** Start AVAILABLE RECORDS **
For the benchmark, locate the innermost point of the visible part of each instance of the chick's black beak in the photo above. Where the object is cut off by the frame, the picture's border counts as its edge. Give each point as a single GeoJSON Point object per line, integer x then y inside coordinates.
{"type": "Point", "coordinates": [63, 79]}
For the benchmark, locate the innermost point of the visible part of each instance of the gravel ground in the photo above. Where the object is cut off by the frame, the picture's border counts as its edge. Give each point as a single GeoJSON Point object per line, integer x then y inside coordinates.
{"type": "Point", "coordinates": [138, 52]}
** End AVAILABLE RECORDS **
** Start AVAILABLE RECORDS **
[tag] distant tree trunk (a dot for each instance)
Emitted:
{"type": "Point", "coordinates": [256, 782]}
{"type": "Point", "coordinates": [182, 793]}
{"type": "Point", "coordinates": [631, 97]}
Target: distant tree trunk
** End AVAILABLE RECORDS **
** Start AVAILABLE RECORDS **
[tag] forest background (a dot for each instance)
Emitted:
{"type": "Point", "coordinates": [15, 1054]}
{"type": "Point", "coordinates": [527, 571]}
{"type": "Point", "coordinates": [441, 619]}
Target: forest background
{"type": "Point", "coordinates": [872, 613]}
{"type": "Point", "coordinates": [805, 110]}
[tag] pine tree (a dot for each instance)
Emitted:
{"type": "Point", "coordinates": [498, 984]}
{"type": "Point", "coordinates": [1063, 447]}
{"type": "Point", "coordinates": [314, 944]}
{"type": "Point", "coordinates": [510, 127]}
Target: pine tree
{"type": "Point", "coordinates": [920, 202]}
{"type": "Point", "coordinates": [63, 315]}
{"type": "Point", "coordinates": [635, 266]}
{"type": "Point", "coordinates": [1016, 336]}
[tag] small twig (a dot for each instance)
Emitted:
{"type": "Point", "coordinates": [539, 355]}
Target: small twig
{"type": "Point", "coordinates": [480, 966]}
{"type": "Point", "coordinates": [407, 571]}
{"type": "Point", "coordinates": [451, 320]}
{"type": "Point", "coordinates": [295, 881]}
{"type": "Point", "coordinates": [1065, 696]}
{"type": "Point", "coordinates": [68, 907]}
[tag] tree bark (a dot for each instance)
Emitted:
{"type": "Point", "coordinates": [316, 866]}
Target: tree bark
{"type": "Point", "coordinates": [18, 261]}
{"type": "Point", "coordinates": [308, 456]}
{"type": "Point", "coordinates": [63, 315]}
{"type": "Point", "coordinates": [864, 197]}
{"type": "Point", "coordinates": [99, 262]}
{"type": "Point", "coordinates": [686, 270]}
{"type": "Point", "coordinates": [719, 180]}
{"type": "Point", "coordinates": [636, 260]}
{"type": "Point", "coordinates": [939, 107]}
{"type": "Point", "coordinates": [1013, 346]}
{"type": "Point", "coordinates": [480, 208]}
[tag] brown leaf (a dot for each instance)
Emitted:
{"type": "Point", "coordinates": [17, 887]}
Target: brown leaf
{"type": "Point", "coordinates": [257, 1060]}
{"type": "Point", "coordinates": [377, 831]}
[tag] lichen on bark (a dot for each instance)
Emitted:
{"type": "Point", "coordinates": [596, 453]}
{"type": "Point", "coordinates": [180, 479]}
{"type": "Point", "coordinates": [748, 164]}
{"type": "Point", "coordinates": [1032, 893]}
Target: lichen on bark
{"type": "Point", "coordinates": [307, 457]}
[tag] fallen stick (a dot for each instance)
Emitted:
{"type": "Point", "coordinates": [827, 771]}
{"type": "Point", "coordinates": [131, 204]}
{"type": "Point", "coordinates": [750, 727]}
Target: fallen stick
** End AVAILABLE RECORDS **
-- AIM --
Rewrite the entries from the line that contains "[tag] pine tree (a dot for each instance)" through the line that contains "Target: fallen stick", substituting "Returned" for every occurrence of "Emitted" and leaving all else unchanged.

-- WRITTEN SOLUTION --
[tag] pine tree (a dot for each instance)
Returned:
{"type": "Point", "coordinates": [498, 984]}
{"type": "Point", "coordinates": [1063, 447]}
{"type": "Point", "coordinates": [314, 944]}
{"type": "Point", "coordinates": [510, 127]}
Target: pine tree
{"type": "Point", "coordinates": [920, 202]}
{"type": "Point", "coordinates": [63, 315]}
{"type": "Point", "coordinates": [635, 266]}
{"type": "Point", "coordinates": [1016, 336]}
[tag] small twig (a dot for each instance)
Returned:
{"type": "Point", "coordinates": [539, 355]}
Target: small twig
{"type": "Point", "coordinates": [480, 966]}
{"type": "Point", "coordinates": [407, 571]}
{"type": "Point", "coordinates": [451, 320]}
{"type": "Point", "coordinates": [295, 881]}
{"type": "Point", "coordinates": [1065, 696]}
{"type": "Point", "coordinates": [68, 907]}
[tag] tree bark (a dot for each instance)
Returned:
{"type": "Point", "coordinates": [316, 866]}
Target: tree bark
{"type": "Point", "coordinates": [18, 261]}
{"type": "Point", "coordinates": [308, 456]}
{"type": "Point", "coordinates": [63, 315]}
{"type": "Point", "coordinates": [864, 197]}
{"type": "Point", "coordinates": [99, 262]}
{"type": "Point", "coordinates": [686, 270]}
{"type": "Point", "coordinates": [719, 180]}
{"type": "Point", "coordinates": [636, 260]}
{"type": "Point", "coordinates": [939, 107]}
{"type": "Point", "coordinates": [1013, 346]}
{"type": "Point", "coordinates": [480, 208]}
[tag] brown leaf (a dot for each instance)
Returned:
{"type": "Point", "coordinates": [17, 887]}
Target: brown leaf
{"type": "Point", "coordinates": [257, 1060]}
{"type": "Point", "coordinates": [377, 831]}
[tag] lichen on bark (a dot for each instance)
Returned:
{"type": "Point", "coordinates": [596, 453]}
{"type": "Point", "coordinates": [180, 479]}
{"type": "Point", "coordinates": [748, 164]}
{"type": "Point", "coordinates": [1032, 893]}
Target: lichen on bark
{"type": "Point", "coordinates": [307, 457]}
[tag] fallen stick (a dot for each instance)
Returned:
{"type": "Point", "coordinates": [827, 771]}
{"type": "Point", "coordinates": [131, 204]}
{"type": "Point", "coordinates": [750, 727]}
Target: fallen stick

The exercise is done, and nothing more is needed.